Selected text -

--------------------------------------------------

Do role-playing games promote teamwork among players?

R.A. Whipple asked me to comment on his recent column, “To Be or I AM – the role within role-playing” where he posed the question:

It may be because I singularly promote RPGs as a way to make friends that longtime role-players often asked me: How does playing a role-playing game aid in making friends more than in any other activity?

I once played with a high school friend who said his father was against role-playing games — not because he was concerned they exerted an evil influence on his son, but because “they reveal too much about you.” This is the crux of Whipple’s argument, that role-playing games refract and reflect the players in a highly personal way with a goal that unifies them. To a lesser extent this is reflected in other team-oriented games, but role-playing encourages repeat play and deeper immersion of the third frame of reference. I explored this in my book, The Evolution of Fantasy Role-Playing Games:

Dungeons & Dragons models certain kinds of fantasy very well, most specifically teamwork during a time of conflict. The distinction of classes separates skill sets such that no one character is good at everything. As a result, this encourages groups balancing each other by choosing a role. These roles have slowly become more and more formalized as the game evolved. Gygax explicitly identified the class roles as the fighter taking the role of infantry, the thief as spy, cleric as medic, and artillery as the magic-user (Gygax 2007).

Whipple explains how the characters’ specialization and their weaknesses causes them to rely on each other:

The point is how the player chooses what his or her character chooses to become is based on the player’s meta-game knowledge of his or her character’s strengths and weakness; that this is a window through which the player may be observed undisturbed. As a mirror, RPGs are a kind of layman’s Rorschach test to promote understanding between players – even if they play far out races. Maybe especially if they choose to play someone so far removed from themselves on paper.

These are attributes that Gary Alan Fine identified as part of what makes role-playing so beneficial for its participants:

Beyond educating players on the details of history or the theories of the future, Fine (1983:62) also listed other acclaimed attributes derived from role-playing games, including the ability to synthesize information, decision-making, leadership, and role-playing as a skill. Role-playing is by its very nature a teaming activity, which requires both decision-making and leadership for the team to be successful. Role-playing as a skill is better described as empathy, the ability to put oneself in another’s shoes to help understand them. Child psychologists, adult counselors, and business people all use role-playing as a teaching tool to help understand a different viewpoint, and fantasy role-playing can help in much the same way.

Whipple summed up these benefits at the conclusion of his article:

The game does not limit any player’s ability to display courage, cowardice, perseverance, impatience, team spirit, or individuality through their character. The player is the one, not the system, bringing all that interaction with them based on the foundation of their own attitudes, values and personal experience, which creates their understanding of themselves and others around the table. And that is how you get to know someone by interacting with them for an hour rather than having a direct conversation with them – to paraphrase Socrates.

--------------------------------------------------

Data under study -
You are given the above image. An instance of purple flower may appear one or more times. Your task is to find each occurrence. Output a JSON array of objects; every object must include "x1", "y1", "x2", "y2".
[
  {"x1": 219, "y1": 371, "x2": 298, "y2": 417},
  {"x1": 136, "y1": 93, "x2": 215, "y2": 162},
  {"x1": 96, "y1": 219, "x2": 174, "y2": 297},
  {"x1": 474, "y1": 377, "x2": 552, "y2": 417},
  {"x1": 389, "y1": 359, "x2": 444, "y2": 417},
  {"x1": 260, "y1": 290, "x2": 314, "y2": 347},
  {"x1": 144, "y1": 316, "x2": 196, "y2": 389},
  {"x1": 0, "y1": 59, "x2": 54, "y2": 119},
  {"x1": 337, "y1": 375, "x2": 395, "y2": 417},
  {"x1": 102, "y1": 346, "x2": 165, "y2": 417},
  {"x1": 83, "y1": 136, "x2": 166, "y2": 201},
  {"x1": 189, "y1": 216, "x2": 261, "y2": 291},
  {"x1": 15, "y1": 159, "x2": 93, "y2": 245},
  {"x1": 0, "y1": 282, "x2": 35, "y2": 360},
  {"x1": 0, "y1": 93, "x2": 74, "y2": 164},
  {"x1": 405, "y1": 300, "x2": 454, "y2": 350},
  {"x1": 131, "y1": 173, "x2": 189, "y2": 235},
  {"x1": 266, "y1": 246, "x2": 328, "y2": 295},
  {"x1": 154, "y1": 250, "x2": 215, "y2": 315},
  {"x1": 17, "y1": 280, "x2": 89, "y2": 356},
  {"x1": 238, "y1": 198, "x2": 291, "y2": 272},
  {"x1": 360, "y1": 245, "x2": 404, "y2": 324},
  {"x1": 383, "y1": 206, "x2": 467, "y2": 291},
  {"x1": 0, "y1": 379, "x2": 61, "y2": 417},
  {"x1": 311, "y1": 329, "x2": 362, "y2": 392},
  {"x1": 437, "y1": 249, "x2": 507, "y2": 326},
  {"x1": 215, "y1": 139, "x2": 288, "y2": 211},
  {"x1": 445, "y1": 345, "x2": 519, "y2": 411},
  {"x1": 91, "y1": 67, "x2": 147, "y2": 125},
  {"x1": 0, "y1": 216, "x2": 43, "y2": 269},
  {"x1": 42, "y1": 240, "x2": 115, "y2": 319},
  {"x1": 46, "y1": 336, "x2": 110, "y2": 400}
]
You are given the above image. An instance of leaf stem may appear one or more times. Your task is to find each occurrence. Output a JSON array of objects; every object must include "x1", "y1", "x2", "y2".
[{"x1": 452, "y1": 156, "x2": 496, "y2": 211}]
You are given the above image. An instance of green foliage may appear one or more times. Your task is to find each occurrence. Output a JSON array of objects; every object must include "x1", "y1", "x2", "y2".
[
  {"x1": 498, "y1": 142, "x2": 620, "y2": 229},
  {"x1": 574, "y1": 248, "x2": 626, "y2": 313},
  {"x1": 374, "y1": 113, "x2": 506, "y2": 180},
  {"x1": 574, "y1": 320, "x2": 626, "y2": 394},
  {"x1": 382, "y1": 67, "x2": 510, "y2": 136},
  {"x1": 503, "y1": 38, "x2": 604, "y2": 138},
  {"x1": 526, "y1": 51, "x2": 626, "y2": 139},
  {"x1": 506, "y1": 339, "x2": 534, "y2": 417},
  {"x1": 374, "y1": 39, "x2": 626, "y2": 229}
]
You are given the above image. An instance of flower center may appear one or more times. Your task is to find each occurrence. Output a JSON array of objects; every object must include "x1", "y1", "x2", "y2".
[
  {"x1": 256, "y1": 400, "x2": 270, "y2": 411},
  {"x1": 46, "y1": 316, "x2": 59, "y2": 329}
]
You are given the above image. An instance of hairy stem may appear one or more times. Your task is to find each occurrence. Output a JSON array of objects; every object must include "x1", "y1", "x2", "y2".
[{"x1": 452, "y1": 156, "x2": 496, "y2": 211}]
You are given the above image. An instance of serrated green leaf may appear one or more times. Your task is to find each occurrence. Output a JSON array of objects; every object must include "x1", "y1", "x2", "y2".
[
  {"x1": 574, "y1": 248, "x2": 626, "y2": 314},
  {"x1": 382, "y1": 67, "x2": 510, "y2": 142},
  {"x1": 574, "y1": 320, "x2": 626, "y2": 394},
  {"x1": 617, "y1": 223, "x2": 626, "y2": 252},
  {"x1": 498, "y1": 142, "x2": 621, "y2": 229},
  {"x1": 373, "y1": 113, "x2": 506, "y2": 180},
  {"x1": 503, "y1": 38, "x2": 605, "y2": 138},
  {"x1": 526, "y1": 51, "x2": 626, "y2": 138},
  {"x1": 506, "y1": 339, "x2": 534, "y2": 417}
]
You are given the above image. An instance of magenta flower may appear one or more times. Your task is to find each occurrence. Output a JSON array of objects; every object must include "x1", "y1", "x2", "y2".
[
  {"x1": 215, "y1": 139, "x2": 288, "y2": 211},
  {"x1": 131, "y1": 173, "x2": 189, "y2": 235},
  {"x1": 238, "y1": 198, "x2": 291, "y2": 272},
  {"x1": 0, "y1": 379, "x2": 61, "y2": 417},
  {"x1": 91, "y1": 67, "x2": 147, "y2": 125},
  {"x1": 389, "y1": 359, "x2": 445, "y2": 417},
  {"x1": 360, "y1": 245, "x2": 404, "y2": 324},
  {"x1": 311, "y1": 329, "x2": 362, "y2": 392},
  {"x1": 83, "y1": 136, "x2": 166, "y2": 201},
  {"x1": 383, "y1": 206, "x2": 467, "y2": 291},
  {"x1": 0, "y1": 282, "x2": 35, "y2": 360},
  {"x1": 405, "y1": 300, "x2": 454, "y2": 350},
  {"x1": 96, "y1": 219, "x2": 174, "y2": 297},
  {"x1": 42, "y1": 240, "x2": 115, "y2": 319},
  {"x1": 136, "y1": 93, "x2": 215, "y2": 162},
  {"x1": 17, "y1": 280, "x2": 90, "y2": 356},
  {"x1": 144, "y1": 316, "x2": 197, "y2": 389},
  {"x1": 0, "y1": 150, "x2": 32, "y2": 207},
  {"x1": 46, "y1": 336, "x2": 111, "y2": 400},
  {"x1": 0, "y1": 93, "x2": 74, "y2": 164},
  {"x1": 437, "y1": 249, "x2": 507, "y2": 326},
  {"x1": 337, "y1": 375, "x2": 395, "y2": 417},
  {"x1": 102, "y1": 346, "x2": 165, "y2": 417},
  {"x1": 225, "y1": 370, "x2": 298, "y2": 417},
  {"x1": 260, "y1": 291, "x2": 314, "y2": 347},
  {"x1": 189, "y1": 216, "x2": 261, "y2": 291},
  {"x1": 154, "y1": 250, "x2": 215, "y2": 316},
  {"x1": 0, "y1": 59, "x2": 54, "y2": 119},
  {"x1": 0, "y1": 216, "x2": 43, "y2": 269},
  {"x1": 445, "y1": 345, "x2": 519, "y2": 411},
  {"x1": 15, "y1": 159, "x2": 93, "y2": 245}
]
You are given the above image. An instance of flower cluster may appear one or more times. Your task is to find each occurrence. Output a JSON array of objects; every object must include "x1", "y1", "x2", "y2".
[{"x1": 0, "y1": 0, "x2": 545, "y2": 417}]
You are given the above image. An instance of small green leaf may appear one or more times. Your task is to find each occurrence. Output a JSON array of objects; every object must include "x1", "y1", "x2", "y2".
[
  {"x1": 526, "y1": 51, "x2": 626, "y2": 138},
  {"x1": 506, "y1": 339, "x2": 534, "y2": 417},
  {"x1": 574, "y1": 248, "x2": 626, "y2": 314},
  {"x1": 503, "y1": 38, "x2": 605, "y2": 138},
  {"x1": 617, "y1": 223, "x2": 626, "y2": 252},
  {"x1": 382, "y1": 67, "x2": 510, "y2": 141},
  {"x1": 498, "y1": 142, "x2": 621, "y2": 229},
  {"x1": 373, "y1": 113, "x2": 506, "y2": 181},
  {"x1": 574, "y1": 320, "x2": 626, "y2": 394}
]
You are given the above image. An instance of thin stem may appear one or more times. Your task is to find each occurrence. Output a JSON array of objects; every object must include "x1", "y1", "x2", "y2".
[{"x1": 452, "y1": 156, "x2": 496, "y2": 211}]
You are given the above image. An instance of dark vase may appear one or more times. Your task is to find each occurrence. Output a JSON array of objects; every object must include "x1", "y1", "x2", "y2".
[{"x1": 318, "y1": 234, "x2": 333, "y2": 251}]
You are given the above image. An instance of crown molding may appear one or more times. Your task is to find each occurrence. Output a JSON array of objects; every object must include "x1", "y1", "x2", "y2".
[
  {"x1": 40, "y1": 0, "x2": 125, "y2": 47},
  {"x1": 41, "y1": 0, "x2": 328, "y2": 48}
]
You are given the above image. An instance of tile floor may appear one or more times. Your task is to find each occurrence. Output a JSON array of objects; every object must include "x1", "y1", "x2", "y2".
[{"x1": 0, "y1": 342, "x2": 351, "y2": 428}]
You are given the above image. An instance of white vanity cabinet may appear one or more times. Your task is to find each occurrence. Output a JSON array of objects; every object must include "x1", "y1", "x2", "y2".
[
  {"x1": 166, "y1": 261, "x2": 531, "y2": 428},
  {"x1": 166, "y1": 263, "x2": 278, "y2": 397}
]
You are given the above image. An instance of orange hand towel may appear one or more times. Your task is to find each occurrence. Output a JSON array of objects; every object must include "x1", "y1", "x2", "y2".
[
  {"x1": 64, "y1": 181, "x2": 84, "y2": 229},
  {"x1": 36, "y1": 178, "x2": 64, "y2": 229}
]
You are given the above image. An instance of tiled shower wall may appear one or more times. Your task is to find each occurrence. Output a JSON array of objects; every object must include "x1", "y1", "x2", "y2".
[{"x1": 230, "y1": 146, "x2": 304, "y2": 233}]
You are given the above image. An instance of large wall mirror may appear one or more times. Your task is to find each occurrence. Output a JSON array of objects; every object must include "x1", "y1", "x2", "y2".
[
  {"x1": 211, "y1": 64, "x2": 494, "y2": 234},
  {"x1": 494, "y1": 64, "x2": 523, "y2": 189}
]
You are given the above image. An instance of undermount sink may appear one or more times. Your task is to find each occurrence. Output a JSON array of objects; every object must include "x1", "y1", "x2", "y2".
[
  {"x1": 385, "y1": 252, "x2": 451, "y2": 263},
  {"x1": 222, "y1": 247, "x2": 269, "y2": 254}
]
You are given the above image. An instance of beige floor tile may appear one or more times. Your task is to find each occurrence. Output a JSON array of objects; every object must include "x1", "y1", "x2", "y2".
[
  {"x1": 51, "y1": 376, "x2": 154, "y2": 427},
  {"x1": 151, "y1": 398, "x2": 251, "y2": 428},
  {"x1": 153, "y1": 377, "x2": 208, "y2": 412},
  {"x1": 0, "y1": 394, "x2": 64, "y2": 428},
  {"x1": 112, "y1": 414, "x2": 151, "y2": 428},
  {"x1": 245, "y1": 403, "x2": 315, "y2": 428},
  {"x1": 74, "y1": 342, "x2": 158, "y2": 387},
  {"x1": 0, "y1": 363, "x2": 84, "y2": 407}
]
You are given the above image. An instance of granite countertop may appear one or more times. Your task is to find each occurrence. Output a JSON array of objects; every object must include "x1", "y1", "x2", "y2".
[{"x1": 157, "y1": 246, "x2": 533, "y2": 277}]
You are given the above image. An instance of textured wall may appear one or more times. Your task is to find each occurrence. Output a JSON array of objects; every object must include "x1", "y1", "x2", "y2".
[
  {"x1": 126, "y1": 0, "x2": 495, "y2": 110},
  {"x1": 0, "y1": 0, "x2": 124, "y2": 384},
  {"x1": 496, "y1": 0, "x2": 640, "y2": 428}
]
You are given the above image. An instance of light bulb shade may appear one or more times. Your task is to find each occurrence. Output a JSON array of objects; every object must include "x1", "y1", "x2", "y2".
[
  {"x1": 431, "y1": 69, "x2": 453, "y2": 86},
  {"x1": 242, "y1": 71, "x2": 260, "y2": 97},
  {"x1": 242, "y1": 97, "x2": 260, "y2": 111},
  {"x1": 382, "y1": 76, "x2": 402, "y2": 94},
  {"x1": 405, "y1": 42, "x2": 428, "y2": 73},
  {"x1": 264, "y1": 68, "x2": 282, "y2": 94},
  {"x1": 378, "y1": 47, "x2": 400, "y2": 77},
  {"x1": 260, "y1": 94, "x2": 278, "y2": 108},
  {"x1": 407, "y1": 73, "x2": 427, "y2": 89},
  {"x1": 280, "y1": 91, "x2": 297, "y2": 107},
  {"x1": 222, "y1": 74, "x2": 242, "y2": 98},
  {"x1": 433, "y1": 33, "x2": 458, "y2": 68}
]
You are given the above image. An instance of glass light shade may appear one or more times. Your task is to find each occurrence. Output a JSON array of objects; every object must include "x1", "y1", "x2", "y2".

--------------------------------------------------

Task -
In the text on role-playing games and teamwork, which role did Gygax identify for the cleric class?

Reply to the task -
The cleric takes the role of medic.